TEKS YANG DITAMPILKAN:
★ ★ ★ ★ ★ ★ ★

Friday, August 20, 2010

JEJAK PETUALANG

Pengen banget backpacking keliling Eropa, seperti para Canadian Backpackers yang terkenal itu. Apalagi setelah saya baca kisah pertualangan Ikal dan Arai dalam Sang Pemimpi...pas banget dengan apa yang saya impikan sejak dulu. Bedanya, dulu saya memimpikan backpacking keliling pulau Jawa. Anehnya, saya pengennya naik motor, bukannya jalan kaki seperti backpacker umumnya. Masih bisa disebut backpacking ga ya?....

Sempat ga 'ngeh' juga dulu waktu baru mendengar istilah 'backpacking'...saya pikir artinya 'mengepak punggung'...haha, terjemahan yang aaaaneh...jadi malu dengan pendidikan yg saya ambil -Bahasa Inggris-. Akhirnya tau sendiri kalo maksudnya adalah berpetualang dengan membawa ransel atau backpack, ke tempat-tempat yang dimaui. Dan dalam backpack itulah harta kita yang paling berharga, karena barang yang paling penting (selain uang) adalah sleeping bag atau kantung tidur yang harus dibawa.


Well, pikir punya pikir, sebenarnya saya pernah juga lho backpacking. Waktu itu kalo ga salah awal tahun 2000an. Saya pun masih kuliah. Pas liburan panjang, berangkatlah saya dan 2 orang teman satu kos ke tanah Jawa. Salah satu teman saya itu pulkam ceritanya, dan satunya lagi ikut teman satunya pulkam (hedeh...susah amat). Sedangkan saya mengemban misi khusus, yaitu mengakhiri masa jabatan saya sebagai ketua umum Mapala IMPAS-B FKIP Unlam dengan refreshing dan liburan.

★ ★ ★ ★ ★ ★ ★

DATA TERCATAT:
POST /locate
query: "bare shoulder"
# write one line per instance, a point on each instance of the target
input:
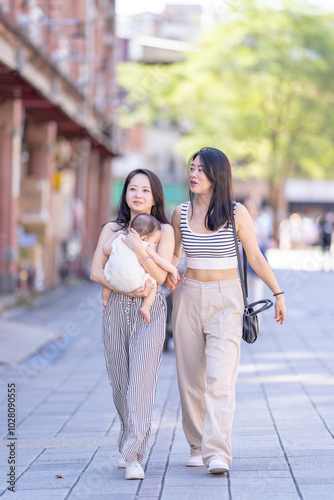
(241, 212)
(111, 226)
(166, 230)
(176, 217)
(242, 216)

★ ★ ★ ★ ★ ★ ★

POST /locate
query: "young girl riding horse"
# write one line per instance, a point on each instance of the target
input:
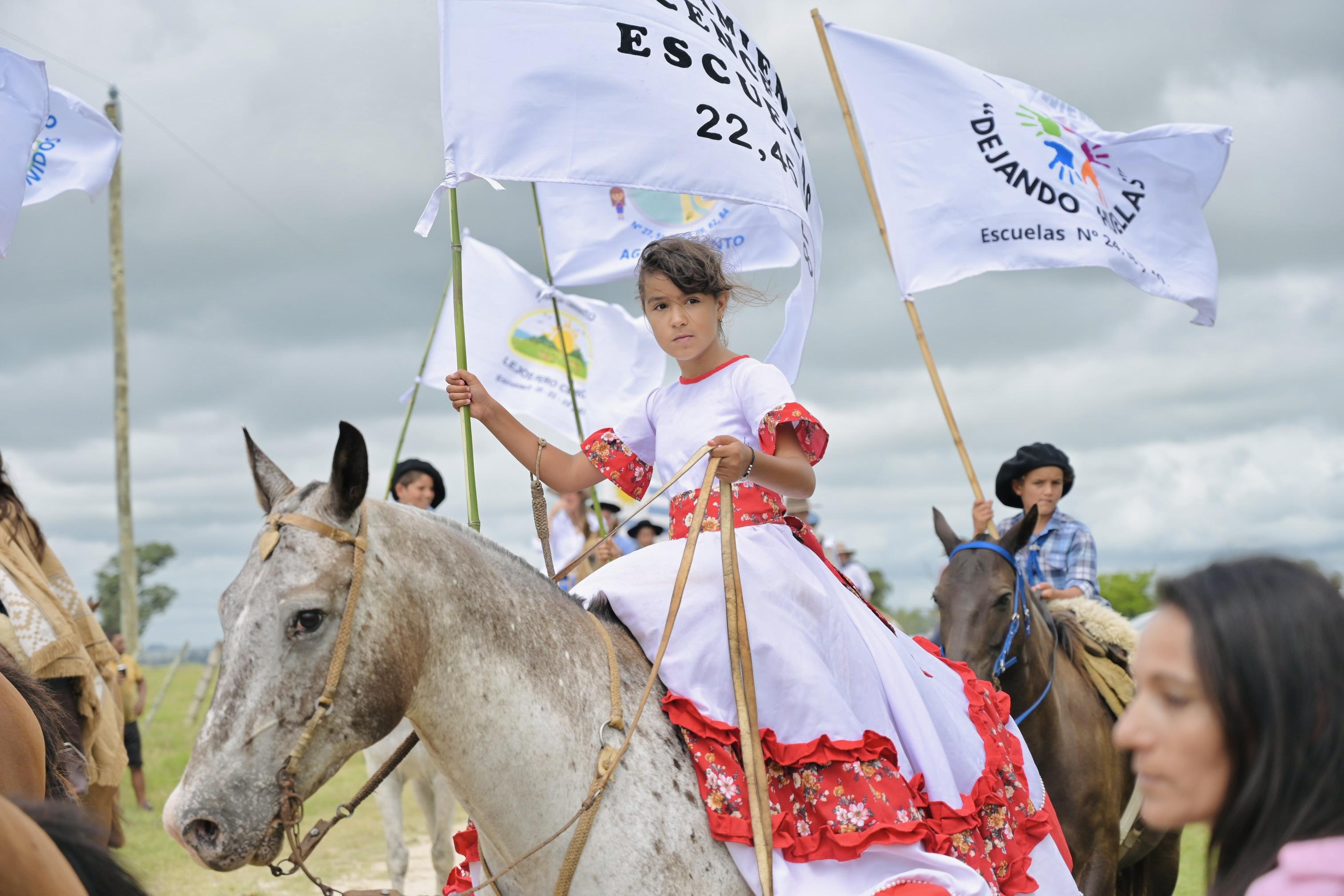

★ ★ ★ ★ ★ ★ ★

PETUNJUK LATIHAN:
Jawablah pertanyaan berikut berdasarkan teks tentang backpacking.
(a) Dulu penulis memimpikan backpacking keliling pulau apa?
(b) Barang apa yang disebut paling penting untuk dibawa dalam backpack selain uang?
(c) Berapa orang teman yang berangkat bersama penulis ke tanah Jawa?
Catatan tersebut merupakan bahan tersendiri yang terpisah dari teks.

HASIL AKHIR:
(a) Pulau Jawa.
(b) Sleeping bag atau kantung tidur.
(c) Dua orang teman satu kos.